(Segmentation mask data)
===

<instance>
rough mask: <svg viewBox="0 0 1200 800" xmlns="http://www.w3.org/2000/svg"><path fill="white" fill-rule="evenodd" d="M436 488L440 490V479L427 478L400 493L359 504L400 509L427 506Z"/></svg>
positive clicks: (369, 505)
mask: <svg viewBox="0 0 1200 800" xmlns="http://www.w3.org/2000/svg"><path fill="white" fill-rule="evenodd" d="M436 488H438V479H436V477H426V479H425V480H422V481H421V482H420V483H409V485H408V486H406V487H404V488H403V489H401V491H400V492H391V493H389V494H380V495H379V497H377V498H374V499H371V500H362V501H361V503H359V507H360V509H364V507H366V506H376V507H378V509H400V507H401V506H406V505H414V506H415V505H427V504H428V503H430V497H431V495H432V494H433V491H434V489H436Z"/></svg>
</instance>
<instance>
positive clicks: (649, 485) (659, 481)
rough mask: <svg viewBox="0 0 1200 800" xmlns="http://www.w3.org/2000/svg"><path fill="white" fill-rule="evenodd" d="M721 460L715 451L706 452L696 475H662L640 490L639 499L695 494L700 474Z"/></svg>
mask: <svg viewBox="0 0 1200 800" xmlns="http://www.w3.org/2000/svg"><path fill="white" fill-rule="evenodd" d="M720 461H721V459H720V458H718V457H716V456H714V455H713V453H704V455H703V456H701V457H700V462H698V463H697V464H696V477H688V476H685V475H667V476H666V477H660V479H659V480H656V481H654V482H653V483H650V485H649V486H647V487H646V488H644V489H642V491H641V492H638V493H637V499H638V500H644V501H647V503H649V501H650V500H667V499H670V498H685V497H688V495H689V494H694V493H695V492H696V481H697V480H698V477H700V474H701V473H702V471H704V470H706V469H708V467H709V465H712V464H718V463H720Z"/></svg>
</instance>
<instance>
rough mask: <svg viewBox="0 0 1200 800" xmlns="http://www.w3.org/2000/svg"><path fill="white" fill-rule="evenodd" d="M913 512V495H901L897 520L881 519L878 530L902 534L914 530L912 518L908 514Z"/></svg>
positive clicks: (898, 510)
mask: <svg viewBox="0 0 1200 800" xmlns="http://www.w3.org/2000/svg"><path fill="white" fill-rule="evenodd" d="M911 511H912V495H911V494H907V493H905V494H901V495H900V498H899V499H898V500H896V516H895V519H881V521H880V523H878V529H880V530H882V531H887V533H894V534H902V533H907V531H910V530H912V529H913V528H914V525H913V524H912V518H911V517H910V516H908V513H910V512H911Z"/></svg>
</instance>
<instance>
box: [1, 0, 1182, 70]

===

EXERCISE OBJECTIVE
Return the entries above exactly as they were written.

EXPECTED ANSWER
<instance>
rough mask: <svg viewBox="0 0 1200 800" xmlns="http://www.w3.org/2000/svg"><path fill="white" fill-rule="evenodd" d="M436 488L440 490V479L427 478L400 493L359 504L400 509L427 506Z"/></svg>
positive clicks: (369, 505)
mask: <svg viewBox="0 0 1200 800" xmlns="http://www.w3.org/2000/svg"><path fill="white" fill-rule="evenodd" d="M436 488H438V479H436V477H426V479H425V480H422V481H421V482H420V483H409V485H408V486H406V487H404V488H403V489H401V491H400V492H391V493H389V494H380V495H379V497H377V498H374V499H371V500H362V501H361V503H359V507H360V509H364V507H366V506H376V507H378V509H400V507H401V506H406V505H414V506H415V505H427V504H428V503H430V497H431V495H432V494H433V491H434V489H436Z"/></svg>
</instance>
<instance>
positive clicks: (649, 485) (659, 481)
rough mask: <svg viewBox="0 0 1200 800" xmlns="http://www.w3.org/2000/svg"><path fill="white" fill-rule="evenodd" d="M721 460L715 451L706 452L696 475H662L640 490L639 499L695 494L700 474Z"/></svg>
mask: <svg viewBox="0 0 1200 800" xmlns="http://www.w3.org/2000/svg"><path fill="white" fill-rule="evenodd" d="M720 461H721V459H720V458H718V457H716V456H714V455H713V453H704V455H703V456H701V457H700V462H698V463H697V464H696V477H688V476H685V475H667V476H666V477H660V479H659V480H656V481H654V482H653V483H650V485H649V486H647V487H646V488H644V489H642V491H641V492H638V493H637V499H638V500H644V501H647V503H649V501H650V500H667V499H670V498H685V497H688V495H689V494H694V493H695V492H696V481H697V480H698V477H700V474H701V473H702V471H704V470H706V469H708V467H709V465H712V464H718V463H720Z"/></svg>
</instance>
<instance>
rough mask: <svg viewBox="0 0 1200 800" xmlns="http://www.w3.org/2000/svg"><path fill="white" fill-rule="evenodd" d="M913 512V495H901L897 520L881 519L878 530L902 534L914 530L912 518L908 514Z"/></svg>
positive clicks: (898, 510)
mask: <svg viewBox="0 0 1200 800" xmlns="http://www.w3.org/2000/svg"><path fill="white" fill-rule="evenodd" d="M911 511H912V495H911V494H907V493H905V494H901V495H900V498H899V499H898V500H896V516H895V519H881V521H880V523H878V529H880V530H882V531H887V533H894V534H902V533H907V531H910V530H912V529H913V528H914V525H913V524H912V518H911V517H910V516H908V513H910V512H911Z"/></svg>
</instance>
<instance>
box: [1, 0, 1182, 70]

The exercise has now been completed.